▸ WHAT IS REQUIRED:
Copy out word for word the lines below, starting with the line that contains "344, one pair per line." and going on through the end of the records.

─── GIVEN RECORDS ───

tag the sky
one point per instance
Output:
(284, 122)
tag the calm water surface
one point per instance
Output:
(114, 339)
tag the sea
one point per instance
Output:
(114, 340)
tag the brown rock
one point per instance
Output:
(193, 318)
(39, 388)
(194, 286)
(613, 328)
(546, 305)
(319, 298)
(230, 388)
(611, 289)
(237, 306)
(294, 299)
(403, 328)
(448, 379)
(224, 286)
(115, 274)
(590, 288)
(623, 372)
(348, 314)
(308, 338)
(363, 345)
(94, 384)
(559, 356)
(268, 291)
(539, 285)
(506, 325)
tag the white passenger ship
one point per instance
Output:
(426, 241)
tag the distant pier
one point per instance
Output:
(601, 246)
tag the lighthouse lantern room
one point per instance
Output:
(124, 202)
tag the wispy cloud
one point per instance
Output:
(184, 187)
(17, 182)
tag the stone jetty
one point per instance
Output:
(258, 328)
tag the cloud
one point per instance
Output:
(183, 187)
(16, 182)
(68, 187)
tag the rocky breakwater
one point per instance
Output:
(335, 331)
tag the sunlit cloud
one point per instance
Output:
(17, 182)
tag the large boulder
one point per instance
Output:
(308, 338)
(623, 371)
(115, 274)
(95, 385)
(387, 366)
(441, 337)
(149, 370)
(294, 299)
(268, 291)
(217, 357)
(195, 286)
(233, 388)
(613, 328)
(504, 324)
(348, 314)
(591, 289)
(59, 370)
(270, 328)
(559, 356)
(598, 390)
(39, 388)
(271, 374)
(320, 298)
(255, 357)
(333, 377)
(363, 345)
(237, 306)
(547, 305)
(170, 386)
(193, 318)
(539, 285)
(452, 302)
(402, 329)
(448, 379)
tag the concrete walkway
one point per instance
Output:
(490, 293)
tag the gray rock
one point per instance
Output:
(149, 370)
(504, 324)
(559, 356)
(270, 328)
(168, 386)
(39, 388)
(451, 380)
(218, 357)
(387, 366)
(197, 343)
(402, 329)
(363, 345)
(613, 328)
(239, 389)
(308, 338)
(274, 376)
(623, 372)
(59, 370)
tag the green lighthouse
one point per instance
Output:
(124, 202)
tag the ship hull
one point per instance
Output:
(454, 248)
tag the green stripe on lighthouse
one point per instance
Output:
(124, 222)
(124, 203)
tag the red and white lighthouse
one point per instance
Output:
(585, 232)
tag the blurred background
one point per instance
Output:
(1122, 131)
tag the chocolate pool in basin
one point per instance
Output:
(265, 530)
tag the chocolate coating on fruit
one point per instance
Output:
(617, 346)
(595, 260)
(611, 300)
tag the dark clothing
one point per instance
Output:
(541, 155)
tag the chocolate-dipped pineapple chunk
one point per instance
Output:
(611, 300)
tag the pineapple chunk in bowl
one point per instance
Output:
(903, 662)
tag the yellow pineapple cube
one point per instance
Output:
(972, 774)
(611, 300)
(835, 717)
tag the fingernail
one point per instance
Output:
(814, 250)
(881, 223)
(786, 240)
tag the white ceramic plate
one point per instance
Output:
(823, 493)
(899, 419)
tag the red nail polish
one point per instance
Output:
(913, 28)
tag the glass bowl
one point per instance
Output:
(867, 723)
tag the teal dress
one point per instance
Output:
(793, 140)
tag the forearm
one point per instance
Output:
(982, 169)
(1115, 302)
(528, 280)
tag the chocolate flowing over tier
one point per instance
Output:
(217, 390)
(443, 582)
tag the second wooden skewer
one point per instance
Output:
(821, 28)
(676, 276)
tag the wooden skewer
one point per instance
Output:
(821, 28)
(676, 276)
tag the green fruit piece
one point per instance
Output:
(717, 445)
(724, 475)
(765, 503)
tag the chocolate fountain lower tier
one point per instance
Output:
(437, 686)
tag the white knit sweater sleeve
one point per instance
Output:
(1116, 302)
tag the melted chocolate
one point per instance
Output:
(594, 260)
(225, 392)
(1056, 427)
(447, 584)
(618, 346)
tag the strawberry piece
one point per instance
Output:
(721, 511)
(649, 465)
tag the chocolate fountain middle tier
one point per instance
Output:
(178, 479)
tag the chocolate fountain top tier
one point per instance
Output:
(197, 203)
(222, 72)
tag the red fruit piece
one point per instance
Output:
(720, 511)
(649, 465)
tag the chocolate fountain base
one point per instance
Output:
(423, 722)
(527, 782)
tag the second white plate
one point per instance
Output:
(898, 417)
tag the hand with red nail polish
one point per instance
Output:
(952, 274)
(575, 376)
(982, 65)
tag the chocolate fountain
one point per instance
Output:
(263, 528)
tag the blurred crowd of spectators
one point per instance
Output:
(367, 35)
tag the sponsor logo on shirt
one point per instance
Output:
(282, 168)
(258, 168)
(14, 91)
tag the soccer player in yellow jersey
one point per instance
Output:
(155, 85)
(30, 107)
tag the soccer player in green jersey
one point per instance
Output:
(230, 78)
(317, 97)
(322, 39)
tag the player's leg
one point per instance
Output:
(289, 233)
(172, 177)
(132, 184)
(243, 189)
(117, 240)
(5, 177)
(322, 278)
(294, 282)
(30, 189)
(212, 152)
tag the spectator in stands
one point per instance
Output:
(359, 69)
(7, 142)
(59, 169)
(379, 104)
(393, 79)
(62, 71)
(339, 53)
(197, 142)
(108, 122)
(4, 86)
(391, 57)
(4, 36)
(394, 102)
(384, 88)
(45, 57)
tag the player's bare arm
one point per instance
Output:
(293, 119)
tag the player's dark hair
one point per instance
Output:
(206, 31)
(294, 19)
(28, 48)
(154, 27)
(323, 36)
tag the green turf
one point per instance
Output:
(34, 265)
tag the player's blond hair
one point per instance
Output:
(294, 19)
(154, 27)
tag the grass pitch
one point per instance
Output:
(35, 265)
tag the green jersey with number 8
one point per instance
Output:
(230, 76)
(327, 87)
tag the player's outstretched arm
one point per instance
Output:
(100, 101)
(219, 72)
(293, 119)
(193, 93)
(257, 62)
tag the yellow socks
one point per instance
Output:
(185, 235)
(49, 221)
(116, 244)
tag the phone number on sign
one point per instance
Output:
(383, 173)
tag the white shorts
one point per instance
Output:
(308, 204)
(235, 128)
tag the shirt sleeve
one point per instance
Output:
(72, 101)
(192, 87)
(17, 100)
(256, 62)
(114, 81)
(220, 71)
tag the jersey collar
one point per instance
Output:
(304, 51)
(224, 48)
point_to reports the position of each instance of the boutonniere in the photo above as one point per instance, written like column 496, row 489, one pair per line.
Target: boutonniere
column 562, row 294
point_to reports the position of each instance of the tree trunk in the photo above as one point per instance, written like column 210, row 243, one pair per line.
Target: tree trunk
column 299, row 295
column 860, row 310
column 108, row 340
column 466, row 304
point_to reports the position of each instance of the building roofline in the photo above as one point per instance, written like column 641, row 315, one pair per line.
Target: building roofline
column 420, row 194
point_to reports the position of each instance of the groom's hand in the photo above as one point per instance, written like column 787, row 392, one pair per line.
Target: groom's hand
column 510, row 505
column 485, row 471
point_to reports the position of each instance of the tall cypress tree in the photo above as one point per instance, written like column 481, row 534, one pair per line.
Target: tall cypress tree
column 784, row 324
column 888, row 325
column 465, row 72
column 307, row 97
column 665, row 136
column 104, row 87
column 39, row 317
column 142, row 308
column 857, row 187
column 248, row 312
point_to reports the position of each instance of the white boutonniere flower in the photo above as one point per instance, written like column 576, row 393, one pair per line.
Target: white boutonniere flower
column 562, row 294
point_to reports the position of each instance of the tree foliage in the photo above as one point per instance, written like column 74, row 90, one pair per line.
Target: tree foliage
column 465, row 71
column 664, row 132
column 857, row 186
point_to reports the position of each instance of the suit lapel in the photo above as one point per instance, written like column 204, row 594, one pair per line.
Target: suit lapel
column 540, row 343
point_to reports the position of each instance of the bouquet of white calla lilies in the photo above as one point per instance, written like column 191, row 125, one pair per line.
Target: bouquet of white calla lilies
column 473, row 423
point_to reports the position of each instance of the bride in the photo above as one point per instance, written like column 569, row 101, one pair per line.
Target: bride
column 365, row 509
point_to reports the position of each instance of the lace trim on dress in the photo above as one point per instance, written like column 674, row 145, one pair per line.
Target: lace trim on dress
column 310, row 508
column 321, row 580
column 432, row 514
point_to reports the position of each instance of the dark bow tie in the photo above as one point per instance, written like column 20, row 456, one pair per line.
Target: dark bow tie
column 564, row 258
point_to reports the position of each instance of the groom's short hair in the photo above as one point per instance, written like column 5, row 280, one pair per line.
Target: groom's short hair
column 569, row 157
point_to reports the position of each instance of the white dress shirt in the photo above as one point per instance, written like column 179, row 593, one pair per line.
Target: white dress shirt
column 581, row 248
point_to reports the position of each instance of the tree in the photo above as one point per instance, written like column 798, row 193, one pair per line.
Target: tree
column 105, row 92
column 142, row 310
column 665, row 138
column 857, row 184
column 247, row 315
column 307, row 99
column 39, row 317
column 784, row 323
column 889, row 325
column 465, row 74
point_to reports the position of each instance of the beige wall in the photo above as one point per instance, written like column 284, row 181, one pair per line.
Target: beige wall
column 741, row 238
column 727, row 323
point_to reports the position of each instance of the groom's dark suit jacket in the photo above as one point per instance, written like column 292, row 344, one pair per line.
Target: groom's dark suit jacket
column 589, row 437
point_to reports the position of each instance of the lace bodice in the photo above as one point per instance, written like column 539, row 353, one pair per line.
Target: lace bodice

───

▸ TASK RESULT:
point_to reports the position of each instance of the groom's dark suit jacket in the photo above as one point per instance, written like column 292, row 344, one pair per line.
Target: groom's dark suit jacket
column 589, row 437
point_to reports the position of each instance of the lace bodice in the photo above as one point per instance, written like column 539, row 353, one pair per line.
Target: lace bodice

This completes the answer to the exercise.